-------- PASSAGE

The resurgence of slavery in contemporary Sudan differs both from the historical slave trade of the nineteenth-century and from the small-scale inter-tribal abduction (or “hostage-taking”) that is endemic among many pastoral peoples in East and North-East Africa. The pattern of slave taking that has developed since the start of the civil war is, to a substantial degree, the product of a counter-insurgency strategy pursued by successive governments in Khartoum. This strategy involves arming local militias from northern Sudan. These militias attack villages in SPLA-controlled areas, principally along the boundary between northern and southern Sudan. They burn villages, loot cattle, rape and kill civilians, and abduct and enslave men, women and children. Such attacks are frequently carried out by militia members while employed by the government as auxiliary guards on military rail convoys traveling through SPLA-controlled areas.
The government acknowledges that abduction of civilians occurs. Its 1999 decision to create the Committee for the Elimination of Abduction of Women and Children (CEAWC) was a significant step in its recognition of the problem and its effort to address the plight of abducted persons. (See the discussion of CEAWC, including concerns about its effectiveness, in the Supporting Analysis section). However, the government has failed to acknowledge its own responsibility for acts committed by militias and other forces under its authority. The lack of judicial control and appropriate structures of military accountability means that militia members are able to act with impunity.
The challenges of dealing with the issues of slavery, abduction and forced servitude are made much greater by an absence of democratic institutions and practices, both in areas controlled by the government and in those controlled by the SPLM/A and other armed groups. Specifically, there is an absence of pluralism, the rule of law, freedom of the press and other means of exchanging information, accountability in government and public administration, and independence of the judiciary. In government-controlled areas, this lack of transparency and accountability has severely limited the ability of citizens to voice grievances or seek judicial redress for a range of abuses, including abduction, slavery and forced servitude. In SPLM/A controlled areas, the lack of democratic governance, the obstruction of free inquiry, and the constraints imposed on civil society have hampered the ability to learn the truth about alleged abuses of human rights, and to obtain remedies for them.
The Group notes with alarm recent reports from credible sources, including the Special Rapporteur on Sudan of the UN Commission on Human Rights, regarding increasing levels of fighting in areas of oil development in Western Upper Nile. The Group, while not able to visit this area, interviewed persons displaced in 2002 from Western Upper Nile. They report a pattern that includes the use of militias, attacks on civilians, forced displacement of large local populations, abduction and associated abuses. (See Selected Bibliography).
Bringing about an end to the practices of slavery, abduction and forced servitude will require Sudan’s national political and military leaders to speak out forcefully and to act vigorously against these practices. Denials of the existence of slavery and rationalizations for its existence may be interpreted by some as indifference or, worse, license to continue these abuses.

----------------

— EXERCISE REQUIREMENTS —
[a] Answer these questions from the passage on slavery in Sudan, one per line:
(i) In what year did the government decide to create the Committee for the Elimination of Abduction of Women and Children?
(ii) From what area were the displaced persons interviewed by the Group forced out in 2002?
(iii) What role do militia members often hold with the government when they carry out attacks?
[b] Carry the passage on slavery in Sudan forward, starting after its final sentence.

-------- DATA ENTRIES

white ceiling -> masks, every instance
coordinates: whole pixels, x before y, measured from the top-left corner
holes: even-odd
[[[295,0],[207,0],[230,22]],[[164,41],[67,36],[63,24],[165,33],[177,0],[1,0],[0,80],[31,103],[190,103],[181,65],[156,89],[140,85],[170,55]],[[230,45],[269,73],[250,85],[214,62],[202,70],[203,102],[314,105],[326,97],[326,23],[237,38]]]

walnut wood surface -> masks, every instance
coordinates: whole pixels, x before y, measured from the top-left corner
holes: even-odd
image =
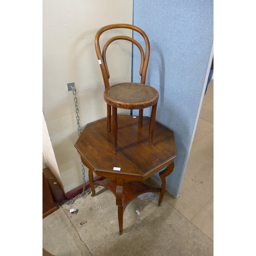
[[[121,147],[116,154],[109,150],[112,140],[111,133],[105,129],[106,118],[87,124],[75,144],[83,163],[89,168],[92,196],[95,195],[94,185],[99,185],[108,188],[116,197],[119,234],[123,232],[124,210],[134,198],[146,192],[160,192],[158,205],[161,206],[165,189],[165,178],[173,172],[174,159],[176,157],[172,131],[156,122],[155,146],[150,147],[146,132],[150,118],[143,117],[144,127],[138,128],[138,117],[134,117],[118,116]],[[161,188],[140,181],[165,166],[167,167],[159,173]],[[114,167],[121,169],[114,170]],[[93,172],[109,180],[94,181]]]
[[[148,143],[150,118],[143,117],[144,125],[138,127],[138,118],[118,115],[118,147],[112,151],[111,132],[105,129],[106,118],[87,124],[75,144],[86,166],[98,176],[143,181],[176,157],[174,132],[156,122],[154,146]],[[120,167],[120,171],[114,167]]]

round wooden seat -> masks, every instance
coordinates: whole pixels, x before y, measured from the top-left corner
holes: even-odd
[[[143,37],[145,42],[144,50],[134,38],[125,36],[116,35],[105,42],[102,51],[100,50],[99,38],[102,33],[113,29],[127,29],[138,33]],[[125,82],[110,86],[110,72],[106,64],[106,52],[109,46],[113,41],[119,40],[130,41],[135,45],[140,53],[140,68],[139,74],[141,77],[140,83]],[[95,36],[95,50],[98,60],[102,74],[105,86],[104,99],[106,102],[107,130],[111,131],[112,126],[113,152],[117,150],[117,108],[127,110],[139,110],[139,127],[142,127],[143,109],[152,106],[150,118],[148,140],[150,146],[153,146],[153,134],[155,129],[158,92],[150,86],[145,84],[146,74],[150,58],[150,41],[145,32],[139,28],[130,24],[112,24],[101,28]],[[112,115],[111,115],[111,111]]]
[[[119,109],[145,109],[155,105],[158,98],[158,92],[155,88],[139,83],[117,83],[104,92],[105,101]]]

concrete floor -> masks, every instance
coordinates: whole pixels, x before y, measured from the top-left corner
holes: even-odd
[[[43,219],[43,248],[56,256],[214,255],[213,114],[211,80],[178,199],[166,191],[161,207],[156,199],[134,199],[119,236],[115,197],[98,186],[95,197],[84,196]]]

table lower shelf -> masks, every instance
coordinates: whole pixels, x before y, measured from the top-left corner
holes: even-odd
[[[117,184],[114,181],[107,180],[95,181],[93,184],[108,188],[116,197]],[[133,199],[138,196],[147,192],[161,193],[161,188],[148,186],[141,181],[130,181],[124,183],[123,188],[123,211],[124,211],[126,207]],[[158,202],[158,204],[161,206],[161,202]]]

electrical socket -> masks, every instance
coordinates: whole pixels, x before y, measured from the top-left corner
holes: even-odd
[[[70,82],[68,83],[68,91],[73,91],[72,87],[75,87],[75,83],[74,82]]]

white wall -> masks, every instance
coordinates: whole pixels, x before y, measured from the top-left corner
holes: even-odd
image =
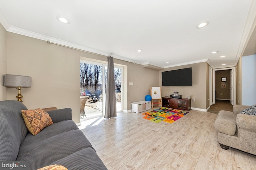
[[[256,104],[256,55],[242,57],[242,104]]]

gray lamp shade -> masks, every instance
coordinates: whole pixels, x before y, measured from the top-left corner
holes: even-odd
[[[30,87],[31,77],[18,75],[4,74],[4,86],[5,87]]]

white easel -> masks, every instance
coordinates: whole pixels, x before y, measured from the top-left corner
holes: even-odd
[[[160,87],[150,87],[150,96],[152,108],[154,108],[154,105],[157,105],[162,107],[162,97],[161,96],[161,88]],[[154,101],[153,101],[154,100]]]

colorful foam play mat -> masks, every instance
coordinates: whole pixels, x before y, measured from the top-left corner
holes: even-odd
[[[161,107],[155,110],[142,113],[143,118],[155,123],[163,121],[172,123],[183,117],[188,112],[167,107]]]

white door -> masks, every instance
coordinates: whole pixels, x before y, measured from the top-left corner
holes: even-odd
[[[233,69],[231,69],[230,70],[230,103],[232,105],[234,105],[234,95],[233,92],[234,88],[234,82],[233,81]]]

----------------

— RESPONSES IN ORDER —
[a]
(i) 1999
(ii) Western Upper Nile
(iii) Auxiliary guards on military rail convoys traveling through SPLA-controlled areas

[b]
Ending the practices of slavery, abduction and forced servitude will require a new demonstration of leadership. Accordingly, our Group urges General Omer el-Bashir, the President of Sudan, to take the lead in launching a campaign to make clear to all in Sudan his government’s firm opposition to these practices in all their forms. This should include statements calling for the immediate release of all such victims (persons holding slaves might be given a date after which prosecution will be certain), an announcement of the government’s intent to prosecute persons who commit these abuses, the enactment of new criminal legislation and military regulations, and the provision of greater resources and support to programs to trace and return victims. A campaign of this kind, backed by effective action, could help greatly to move the peace process forward and restore international confidence in Sudan. For his part, Dr. John Garang, Commander-in-Chief of the SPLA, should take more vigorous action to end abductions by SPLM/A forces, particularly in Western Upper Nile.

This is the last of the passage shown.